◆ EXCERPT PROVIDED ◆
══════════════════════════════

The first objective is to explore whether epo regulation and expression, at the
age of two weeks after birth and three to six months post-term, are associated
with the course of Hb levels. Furthermore, we will assess if epo regulation and
expression are also associated with anemia, RBC transfusions, oxidative stress,
and cerebral and intestinal oxygenation in preterm infants during the early
neonatal period.
Our second objective is to evaluate the association between various oxygenation
levels and hypoxic intestinal cell damage, the prevalence of NEC and its
grading up to 40 weeks postmenstrual age, the neurological condition during
anemia and after RBC transfusion, and the neurological outcome at three months
post-term.

Prospective observational cohort study.

This study cannot be performed in another population, as the lack of knowledge
about the possible association between anemia and RBC transfusions, and the
expression of epo in gut cells, through the various levels of oxygenation is
typical for preterm infants.

Burden: All infants participating in the study are subjected to routine
neonatal intensive care. This study is an observational study, implying minimal
extra care; therefore there is minimal burden and risk associated with
participation.
First, the fecal samples will be collected from the diaper, using a scooper.

══════════════════════════════

◆ EXERCISES TO COMPLETE ◆
A. What type of study does the preterm infant study excerpt say it is?
B. Can you rewrite the paragraph of the preterm infant study excerpt that begins "Our second objective is" as a short list, keeping its main facts?
C. Could you go on with the preterm infant study excerpt, picking up right after its final sentence about collecting fecal samples?

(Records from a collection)
══════════════════════════════

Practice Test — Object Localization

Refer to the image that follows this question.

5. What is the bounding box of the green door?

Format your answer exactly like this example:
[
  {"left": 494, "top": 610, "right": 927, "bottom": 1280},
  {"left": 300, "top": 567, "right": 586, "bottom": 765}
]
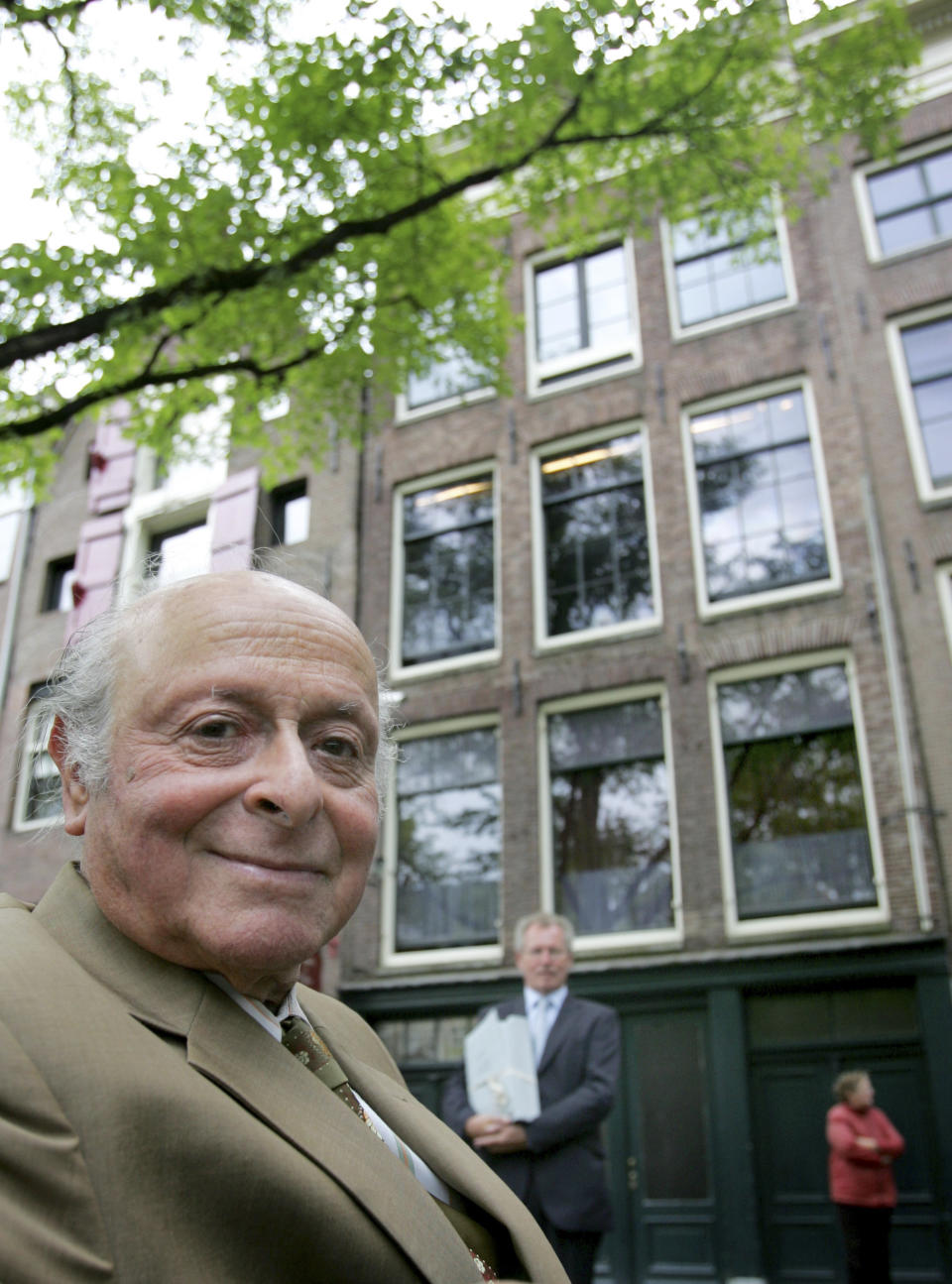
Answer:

══════════════════════════════

◆ RESULTS IN ORDER ◆
A. A prospective observational cohort study.

B.
The second objective is to evaluate how various oxygenation levels relate to:
- hypoxic intestinal cell damage
- the prevalence of NEC and its grading up to 40 weeks postmenstrual age
- the neurological condition during anemia and after RBC transfusion
- the neurological outcome at three months post-term

C.
The samples will be collected during routine handling moments, so the infant
will not be disturbed. Parents will be asked to send a feces sample of their
infant around the age of three to six months post-term. They will receive a
kit, which contains a preservation buffer. The stool sample is stable at room
temperature for months and can be send by mail.
Second, we intend to measure the epo concentration in the second week of life
to validate the DNA methylation in the fecal samples, by sampling 100
microliter extra blood, which is about three drops, only when blood will be
drawn for clinical purposes. The 100 microliter umbilical cord blood will be
sampled after birth.
Third, monitoring of cerebral and intestinal regional tissue oxygen saturation
is routine clinical care in all preterm infants admitted to the NICU at the
UMCG, and near-infrared spectroscopy (NIRS) is a continuous and non-invasive
method to use. For the purpose of this study possibly extra NIRS measurements
will be needed in the third and fourth week of life, during the time around and
after the infant receives an RBC transfusion.
Fourth, the urinary samples will be collected non-invasively by a small gauze
in the diaper. The samples will be collected during routine handling moments,
so the infant will not be disturbed.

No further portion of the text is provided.